### Passage shown
··········
No Seatbelts
I had been hurtling along in a huge car, in a 1950s tank with tail fins and bench seats, no seat belts in sight. The driver’s face bore deep wrinkles, his shoulders slumped. He leaned forward to focus on the road, a challenge for his eyes. The driver I recognized. He was a much, much older version of my husband. The reach of my left arm across the bed now told me that my husband, ever the early riser, was gone. Jogging, I figured, since it was almost dawn. In these dark moments, not awakened in sweat but only with curiosity, I knew that had I described this dream to my fit and methodical husband, he would have brushed it off as nonsensical.
The vision haunted me for a week. So did another, a daydream instead of a nightmare. It flashed across my mind as I listened to an NPR Fresh Air interview. Sterlin Harjo, director, writer, and co-creator of the Hulu series Reservation Dogs spoke of the spirit character who appeared in the first episode, on a horse and wearing buckskins, like someone from a century earlier. Harjo explained how the show emerged from his childhood memories of Muscogee, Oklahoma, among the Cherokee nation. He added that for him and his buddies, television provided possibilities, beyond their Cherokee fathers’ lives. They saw “Indians,” the word he first learned to label his people and continues to use, as presented by Hollywood movies and TV westerns, but from MTV they also learned about urban life, Rap and HipHop. These were their way out of a part of Oklahoma that was not okay. We all need the possibility of going somewhere, the interview said. It’s a human urge. But linked to that urge, Harjo added, is a longing for the stability of the familiar past. The interview triggered my childhood memory of TV westerns. In this daydream, the man on horseback was my father—not the 61-year-old who died of a heart attack, but a much younger man, barely 30.
Two visions of traveling men, within a week of each other, haunted me as I went about my tasks. During days of researching nineteenth-century women, taking notes on marriage laws and marriage reform, the two men sat at my desk with me. They perched on my shoulders as I engaged in domestic tasks—chopping okra for the freezer, cooking down cherry tomatoes into compote, considering what we would eat for dinner.
I was tired of fresh garden veggies. For more than thirty years I had tended a small garden. I’d cooked for my husband even longer. Neither task was new. At this time of summer the monotonous abundance—tomatoes, okra, peppers, eggplant—was like manna in the wilderness that rotted when people tried to save it for later.
Trapped with the same food, the same chores, the same setting—the visions carried me to other places, other times, other people. They sometimes dissipated the darkness.
*
Days later, in another NPR interview, novelist Ian McEwan discussed his latest novel, Lessons. He referred to “the backward glance that haunts us all as we advance in years.” We carry around the past as we age. It lives with us, ever changing as we do he explained. “There’s no such thing as closure,” he said, despite what we try. McEwan did not use the word “ghost,” nor did he say “exorcise.” Instead, he explained that “the years that stack up behind us” are our necessary baggage. We must acknowledge and contemplate it.
I considered the suitcases I carry. Ever at-the-ready, they begged to be unpacked, contents re-examined, and repacked. Manna in the wilderness may be a better image, like those summer vegetables—an abundance now burdensome. We must choose what to do with this weight. Contempt is common. Waste is rarely wise but sometimes essential. I contemplated the nightmare and the daydream—the men that haunted me.
··········
### Recorded data

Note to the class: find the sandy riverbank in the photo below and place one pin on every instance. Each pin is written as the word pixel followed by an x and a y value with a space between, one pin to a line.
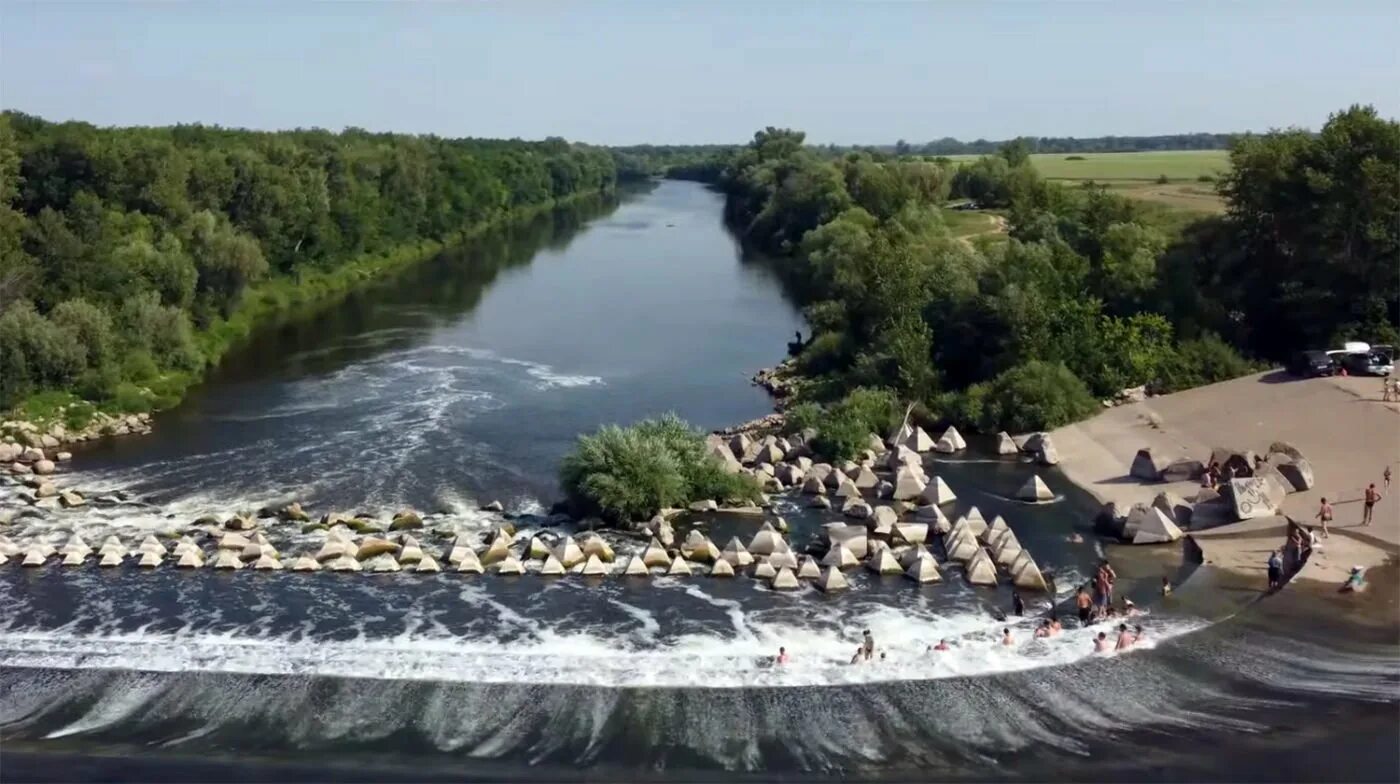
pixel 1339 423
··········
### Exercises
1. In the "No Seatbelts" essay, what caused the death of the narrator's father?
2. Write a continuation of the "No Seatbelts" essay that begins after its final sentence.

### Answers to each task
1. He died of a heart attack at 61.

2.
*
From my nightmare, a future vision of my husband, an aged man driving an old car with no seat belts. From a radio interview, the day vision of a young man on a horse—my father.
*
The vision of my father on a horse reappears: he rides across a pasture almost barren in the summer heat. He and the horse scramble across scrub brush and stones and up onto the Ozarks hillside on the southern horizon. I watch until he and the horse are a single speck, and then they are no longer visible. Vanished, like Little Joe on Bonanza.
Before that day I’d never seen my father on a horse. And yet after we had looked around my Uncle Walter’s barn and approached the corral, he asked, “Joe, do you want to ride?” My father rose in response. Taking the leather reins in his hand, he placed them on the saddle horn, stepping his left foot up and into the stirrup. In an instant he had lifted himself and thrown his right leg over the horse’s back, instinctually shifting his weight to settle into the saddle. Suddenly he was not just Joe, but Little Joe. His square jaw, brown eyes, and dark hair helped him blur with my television icon. To my little girl wonder, he galloped off.
He and the horse grew gradually smaller, an indistinguishable dot in the distance before they disappeared across the valley. I don’t recall what else happened in the expanse of time that seemed forever—except that I wondered where he was and whether he would return. Eventually the speck reappeared, growing larger as daddy and horse galloped toward us, and I breathed relief.
There were no “Indians” in the Arkansas hills like those on Bonanza, although John Rollin Ridge and other Cherokees traveling the Trail of Tears had passed nearby. Perhaps I feared that my father would be thrown, his back wrenched, his skull broken open on the jagged sandstone scattered through the pastures. Uncle Walter’s black stallion Dandy would buck. But Dandy stood in the corral, while my daddy romped away on a beautiful chestnut. Maybe I feared he might not return. But why? He traveled, yes, but he always returned. His paychecks—from a single employer until he retired—went into the bank account he and my mother shared until he died. This certainty was predictable. Although there was never enough money for decadence or waste, I never questioned the stable support of food, clothing, and shelter.
Not all of my father’s behavior was predictable, though. Following those happy years I recall from my early childhood, I witnessed his anger unfurl unexpectedly. The fury was triggered, I speculate now, by disappointments, what he lacked beyond the basics. Sometimes he skipped meals. Cigarettes may have staved off his hunger, but low blood sugar may have made him occasionally “hangry.” A lack of “cigs” was never the cause. They never ran low. An entire kitchen drawer was dedicated to them—until he cut the near-forty-year habit at age fifty, when his first heart attack shocked us all. Before and after that day, the unpredictable lightning-strikes of temper would send other shocks.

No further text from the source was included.